Kutipan Sumber:
:::::

Tuesday, December 2, 2014

Bagaimana rupa wajah Yesus yang sebenarnya? Bule atau berkulit coklat hitam?

Diedit 01 September 2021

Menurut anda bagaimana rupa wajah Yesus yang sebenarnya?

Pertanyaan itu penting berhubung kita tidak mempunyai lukisan wajah Yesus langsung yang dibuat pada masa kehidupan-Nya di abad pertama.




Di atas ini adalah gambar wajah Yesus yang kita umumnya kenali, dan sangat sulit atau tak bisa kita lepaskan dalam bayangan mental kita ketika kita berdoa memanggil nama-Nya berhubung kita sudah sangat lama terkondisikan begitu. Sumber gambar: wallpaperaccess.com

Apakah Yesus itu sosok yang berkulit putih, berambut panjang pirang dan berombak, berbiji mata biru, berjanggut dan berkumis tebal, seperti misalnya tampak pada gambar di atas, yang mungkin dipajang pada dinding kamar belajar anda?

Aah, itu adalah wajah Yesus dari para pelukis Zaman Barok (Renaissance) di Eropa (abad 14 sampai abad 16), yang mula-mula merupakan salah satu dari sekian lukisan wajah Ceasare Borgia, seorang putera berkepribadian buruk dari Paus Aleksander VI (dikenal juga sebagai Rodrigo Borgia) (1431-1503).



Ceasare Borgia yang wajahnya dijadikan model wajah Yesus Zaman Barok


Wajah Ceasare Borgia ini dilukis oleh Michelangelo Buonarroti dan Leonardo da Vinci atas permintaan ayahnya pada tahun 1492 (menurut sebuah catatan Aleksandre Dumes, Celebrated Crimes, jilid I). Loh, jika memang begitu, lantas wajah Yesus yang sebenarnya bagaimana? Ya, tentu anda penasaran, dan juga saya. 

Namun tak sedikit peneliti yang menarik suatu kesimpulan bahwa wajah Yesus model Zaman Barok sebetulnya diambil dari wajah suatu dewa Mesir, yang bernama Serapis, yang dipandang mempunyai fitur-fitur gabungan dewa-dewa Mesir dan dewa-dewa Yunani.

:::::

Tujuan Latihan:
Sunting bagian teks tentang wajah Yesus yang dimulai pada kata-kata "Menurut anda bagaimana" dan berakhir setelah "di abad pertama.", lalu tulis ulang bagian itu dengan mengganti "lukisan" menjadi "potret".

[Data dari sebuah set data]
:::::

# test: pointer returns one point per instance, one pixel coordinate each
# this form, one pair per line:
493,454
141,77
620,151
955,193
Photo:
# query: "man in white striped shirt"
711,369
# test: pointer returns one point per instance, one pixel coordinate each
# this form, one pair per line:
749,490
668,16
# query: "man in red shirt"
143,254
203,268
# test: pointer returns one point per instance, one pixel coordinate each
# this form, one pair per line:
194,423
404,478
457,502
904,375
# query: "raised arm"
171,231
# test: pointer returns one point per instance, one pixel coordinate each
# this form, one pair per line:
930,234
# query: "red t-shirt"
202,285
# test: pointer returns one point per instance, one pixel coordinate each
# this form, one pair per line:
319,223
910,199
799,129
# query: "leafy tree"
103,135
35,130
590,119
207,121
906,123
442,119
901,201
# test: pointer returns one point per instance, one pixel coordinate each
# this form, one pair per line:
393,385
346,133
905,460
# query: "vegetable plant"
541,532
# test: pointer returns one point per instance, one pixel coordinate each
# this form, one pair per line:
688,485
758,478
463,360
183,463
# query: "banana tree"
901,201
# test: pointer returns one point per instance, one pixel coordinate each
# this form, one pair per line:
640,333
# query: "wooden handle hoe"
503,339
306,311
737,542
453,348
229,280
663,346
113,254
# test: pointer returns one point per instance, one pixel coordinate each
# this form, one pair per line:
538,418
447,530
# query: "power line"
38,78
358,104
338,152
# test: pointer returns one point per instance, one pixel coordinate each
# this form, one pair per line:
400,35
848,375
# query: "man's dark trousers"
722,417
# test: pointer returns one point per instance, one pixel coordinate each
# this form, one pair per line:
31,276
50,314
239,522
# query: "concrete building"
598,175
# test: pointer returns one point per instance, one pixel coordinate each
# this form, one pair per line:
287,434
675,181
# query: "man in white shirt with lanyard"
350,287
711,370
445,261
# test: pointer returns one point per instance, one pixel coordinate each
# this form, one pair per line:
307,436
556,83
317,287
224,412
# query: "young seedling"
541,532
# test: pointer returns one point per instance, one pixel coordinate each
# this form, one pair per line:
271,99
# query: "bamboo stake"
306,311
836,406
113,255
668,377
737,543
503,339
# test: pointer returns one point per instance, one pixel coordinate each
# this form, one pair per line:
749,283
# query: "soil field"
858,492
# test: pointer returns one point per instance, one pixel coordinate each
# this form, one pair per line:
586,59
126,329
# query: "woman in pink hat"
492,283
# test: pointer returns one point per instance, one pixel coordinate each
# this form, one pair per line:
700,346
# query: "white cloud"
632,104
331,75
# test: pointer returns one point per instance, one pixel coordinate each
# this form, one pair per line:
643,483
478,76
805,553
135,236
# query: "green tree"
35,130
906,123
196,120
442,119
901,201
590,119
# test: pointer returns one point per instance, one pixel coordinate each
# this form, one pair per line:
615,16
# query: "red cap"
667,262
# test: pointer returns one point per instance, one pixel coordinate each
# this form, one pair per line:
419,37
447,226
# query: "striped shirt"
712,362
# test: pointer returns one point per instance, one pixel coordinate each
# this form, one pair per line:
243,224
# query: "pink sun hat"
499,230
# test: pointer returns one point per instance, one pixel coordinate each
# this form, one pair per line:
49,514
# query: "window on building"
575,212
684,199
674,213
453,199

:::::

Jawaban Latihan:
Menurut anda bagaimana rupa wajah Yesus yang sebenarnya?

Pertanyaan itu penting berhubung kita tidak mempunyai potret wajah Yesus langsung yang dibuat pada masa kehidupan-Nya di abad pertama.